--- Start Stored data ---

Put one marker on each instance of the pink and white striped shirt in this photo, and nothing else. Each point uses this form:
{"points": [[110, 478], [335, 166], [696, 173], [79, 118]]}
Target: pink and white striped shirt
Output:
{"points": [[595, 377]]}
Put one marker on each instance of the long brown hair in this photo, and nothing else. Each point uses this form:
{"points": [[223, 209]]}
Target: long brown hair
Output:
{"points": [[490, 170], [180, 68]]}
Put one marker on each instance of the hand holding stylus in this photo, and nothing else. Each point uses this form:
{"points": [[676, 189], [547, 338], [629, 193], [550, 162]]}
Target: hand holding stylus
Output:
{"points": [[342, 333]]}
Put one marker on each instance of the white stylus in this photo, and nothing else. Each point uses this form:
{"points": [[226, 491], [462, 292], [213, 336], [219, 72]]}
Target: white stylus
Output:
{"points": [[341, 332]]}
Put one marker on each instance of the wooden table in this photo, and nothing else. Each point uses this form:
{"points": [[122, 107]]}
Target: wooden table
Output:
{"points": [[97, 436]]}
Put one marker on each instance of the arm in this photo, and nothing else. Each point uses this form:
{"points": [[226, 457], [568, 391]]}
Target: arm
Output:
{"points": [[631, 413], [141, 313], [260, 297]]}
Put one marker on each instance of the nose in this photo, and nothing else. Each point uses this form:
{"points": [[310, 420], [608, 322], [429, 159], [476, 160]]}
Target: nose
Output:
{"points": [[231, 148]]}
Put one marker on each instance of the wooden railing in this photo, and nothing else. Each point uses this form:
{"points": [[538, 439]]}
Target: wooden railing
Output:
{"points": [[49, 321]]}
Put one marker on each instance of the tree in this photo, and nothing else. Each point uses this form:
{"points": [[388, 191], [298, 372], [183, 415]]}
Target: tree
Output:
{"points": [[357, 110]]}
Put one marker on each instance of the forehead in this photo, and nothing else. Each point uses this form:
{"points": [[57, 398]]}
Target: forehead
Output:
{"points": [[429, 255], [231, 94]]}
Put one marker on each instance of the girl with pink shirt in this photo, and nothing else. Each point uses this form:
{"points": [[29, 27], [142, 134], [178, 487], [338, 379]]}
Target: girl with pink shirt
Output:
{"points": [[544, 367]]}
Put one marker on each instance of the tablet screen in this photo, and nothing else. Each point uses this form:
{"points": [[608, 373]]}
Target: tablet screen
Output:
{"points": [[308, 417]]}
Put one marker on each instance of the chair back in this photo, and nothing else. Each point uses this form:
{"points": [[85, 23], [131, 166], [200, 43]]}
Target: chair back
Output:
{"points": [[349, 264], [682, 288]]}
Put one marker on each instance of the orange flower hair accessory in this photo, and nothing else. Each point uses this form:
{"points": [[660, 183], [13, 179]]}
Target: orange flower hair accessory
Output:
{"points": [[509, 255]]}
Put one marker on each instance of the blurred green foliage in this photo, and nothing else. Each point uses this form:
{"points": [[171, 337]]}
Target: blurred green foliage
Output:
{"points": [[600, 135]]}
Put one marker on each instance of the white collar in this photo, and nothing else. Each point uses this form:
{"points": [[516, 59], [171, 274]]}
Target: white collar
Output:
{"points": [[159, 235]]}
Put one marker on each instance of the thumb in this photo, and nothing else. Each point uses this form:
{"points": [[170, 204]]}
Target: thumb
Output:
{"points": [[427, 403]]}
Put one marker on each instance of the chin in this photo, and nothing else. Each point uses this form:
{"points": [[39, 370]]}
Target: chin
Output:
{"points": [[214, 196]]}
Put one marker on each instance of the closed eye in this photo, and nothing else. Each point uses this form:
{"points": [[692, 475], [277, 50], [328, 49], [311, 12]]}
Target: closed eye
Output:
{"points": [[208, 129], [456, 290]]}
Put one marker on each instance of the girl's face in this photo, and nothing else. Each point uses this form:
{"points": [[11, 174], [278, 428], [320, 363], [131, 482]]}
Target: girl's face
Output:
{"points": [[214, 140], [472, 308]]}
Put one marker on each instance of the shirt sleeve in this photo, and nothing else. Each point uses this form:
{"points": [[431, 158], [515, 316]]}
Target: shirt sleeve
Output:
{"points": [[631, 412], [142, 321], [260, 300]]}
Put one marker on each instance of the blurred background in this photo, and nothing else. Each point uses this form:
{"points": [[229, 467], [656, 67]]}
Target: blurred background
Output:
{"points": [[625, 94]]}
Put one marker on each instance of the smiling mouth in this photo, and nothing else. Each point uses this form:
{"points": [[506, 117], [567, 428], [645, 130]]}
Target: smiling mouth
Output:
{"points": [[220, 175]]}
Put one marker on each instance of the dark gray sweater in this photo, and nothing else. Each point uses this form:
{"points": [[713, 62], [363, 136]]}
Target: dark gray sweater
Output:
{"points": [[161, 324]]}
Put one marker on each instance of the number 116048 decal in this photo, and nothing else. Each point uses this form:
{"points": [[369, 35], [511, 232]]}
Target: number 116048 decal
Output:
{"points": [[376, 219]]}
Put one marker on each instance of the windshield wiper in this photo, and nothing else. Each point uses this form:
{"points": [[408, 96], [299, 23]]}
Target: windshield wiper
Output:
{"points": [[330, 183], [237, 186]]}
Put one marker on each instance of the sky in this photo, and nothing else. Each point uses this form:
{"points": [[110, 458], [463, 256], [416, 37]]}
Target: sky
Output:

--- End Stored data ---

Convert every line of the entries above into a numbered list, omitting any blank lines.

1. Put one marker on each instance of the pink and white striped shirt in this photo, and nothing else. Each point uses this form:
2. {"points": [[110, 478], [335, 166], [696, 173], [79, 118]]}
3. Target: pink and white striped shirt
4. Output:
5. {"points": [[595, 377]]}
6. Put one marker on each instance of the long brown hair in this photo, and nothing else. Each point uses this form:
7. {"points": [[223, 209]]}
8. Target: long brown hair
9. Output:
10. {"points": [[490, 170], [180, 68]]}
11. Put one marker on each instance of the hand holding stylus in this photo, and nothing else. Each point uses this form:
12. {"points": [[676, 189], [547, 338], [629, 193], [550, 162]]}
13. Target: hand holding stylus
14. Output:
15. {"points": [[342, 333]]}
16. Put one marker on each instance of the white stylus in this photo, and nothing else. Each point uses this form:
17. {"points": [[226, 491], [462, 292], [213, 336], [219, 72]]}
18. Target: white stylus
19. Output:
20. {"points": [[341, 332]]}
21. Put one marker on each instance of the wooden table in this photo, and nothing else. Each point uses this form:
22. {"points": [[122, 107]]}
23. Target: wooden table
24. Output:
25. {"points": [[97, 436]]}
26. Put one marker on each instance of the arm in this photo, and nothing else. Each point uses this form:
27. {"points": [[226, 457], [568, 391]]}
28. Target: arm
29. Output:
30. {"points": [[631, 413], [141, 313], [260, 297]]}
31. Put one marker on each instance of the nose in this photo, and nothing else. Each point uses this form:
32. {"points": [[310, 420], [608, 322], [429, 159], [476, 160]]}
33. Target: nose
34. Output:
35. {"points": [[231, 148]]}
36. Put one marker on each instance of the wooden railing in this photo, and nothing else. Each point uses this form:
37. {"points": [[538, 439]]}
38. Target: wooden railing
39. Output:
40. {"points": [[49, 321]]}
41. Put one marker on each instance of the tree in this photo, and nothing else. Each point uses this form:
42. {"points": [[388, 191], [298, 372], [183, 415]]}
43. Target: tree
44. Output:
45. {"points": [[357, 110]]}
46. Put one marker on each instance of the forehead in this photo, and nothing else. Each point uses this form:
47. {"points": [[57, 398]]}
48. Target: forehead
49. Output:
50. {"points": [[429, 255], [231, 94]]}
51. Put one marker on each instance of the girl with pink shirt in this photo, and nothing else. Each point uses this form:
52. {"points": [[29, 27], [142, 134], [178, 487], [338, 379]]}
53. Target: girl with pink shirt
54. Output:
55. {"points": [[544, 367]]}
56. Put one marker on each instance of the tablet screen in this photo, and nothing else. Each point uses this form:
57. {"points": [[608, 373]]}
58. Target: tablet screen
59. Output:
60. {"points": [[308, 417]]}
61. Put one marker on each instance of the chair back in this photo, and nothing else. Each point uses this form:
62. {"points": [[85, 23], [131, 166], [200, 43]]}
63. Target: chair back
64. Output:
65. {"points": [[349, 264], [682, 288]]}
66. Put one marker on each instance of the orange flower hair accessory in this photo, and nothing else. Each point uses this form:
67. {"points": [[660, 183], [13, 179]]}
68. Target: orange flower hair accessory
69. Output:
70. {"points": [[509, 255]]}
71. Put one marker on each instance of the blurred green foliage in this photo, and nothing else. Each point uses this form:
72. {"points": [[171, 337]]}
73. Target: blurred green foliage
74. Output:
75. {"points": [[600, 135]]}
76. Put one marker on each instance of the white collar in this photo, and nothing else. Each point uses this form:
77. {"points": [[516, 59], [171, 274]]}
78. Target: white collar
79. Output:
80. {"points": [[159, 235]]}
81. Put one marker on each instance of the thumb in this photo, and nothing else. Each point uses this form:
82. {"points": [[170, 204]]}
83. Target: thumb
84. Output:
85. {"points": [[427, 403]]}
86. Put one marker on each instance of the chin in this photo, and nothing else. Each point uses this form:
87. {"points": [[39, 370]]}
88. Target: chin
89. Output:
90. {"points": [[214, 196]]}
91. Put one marker on each instance of the closed eye in this photo, and nothing else. Each point uses this form:
92. {"points": [[692, 475], [277, 50], [328, 49], [311, 12]]}
93. Target: closed eye
94. Output:
95. {"points": [[208, 129], [456, 290]]}
96. Put one marker on each instance of the girl's face in this photo, and nothing else. Each point uses this form:
97. {"points": [[11, 174], [278, 428], [320, 363], [131, 482]]}
98. Target: girl's face
99. Output:
100. {"points": [[214, 140], [472, 308]]}
101. Put one marker on each instance of the shirt sleeve in this photo, and nothing else. Each point uses this form:
102. {"points": [[431, 158], [515, 316]]}
103. Target: shirt sleeve
104. Output:
105. {"points": [[631, 412], [142, 321], [260, 300]]}
106. Put one marker on each instance of the blurred background in this photo, and nothing else. Each point uses this form:
107. {"points": [[229, 467], [656, 67]]}
108. Target: blurred background
109. Output:
110. {"points": [[625, 94]]}
111. Put one marker on each instance of the smiling mouth in this photo, and nothing else. Each point uses this form:
112. {"points": [[506, 117], [567, 428], [645, 130]]}
113. Target: smiling mouth
114. Output:
115. {"points": [[220, 175]]}
116. Put one marker on each instance of the dark gray sweater in this photo, and nothing else. Each point uses this form:
117. {"points": [[713, 62], [363, 136]]}
118. Target: dark gray sweater
119. Output:
120. {"points": [[161, 324]]}
121. Put one marker on each instance of the number 116048 decal in this photo, and nothing else. Each point uses this form:
122. {"points": [[369, 35], [511, 232]]}
123. Target: number 116048 decal
124. Output:
125. {"points": [[376, 219]]}
126. Put one marker on each instance of the windshield wiper in this photo, and nothing else. Each point uses this form:
127. {"points": [[408, 96], [299, 23]]}
128. Target: windshield wiper
129. Output:
130. {"points": [[330, 183], [237, 186]]}
131. Put one marker on each instance of the sky in this photo, and nothing else. Each point uses this form:
132. {"points": [[110, 458], [463, 256], [416, 37]]}
133. Target: sky
134. Output:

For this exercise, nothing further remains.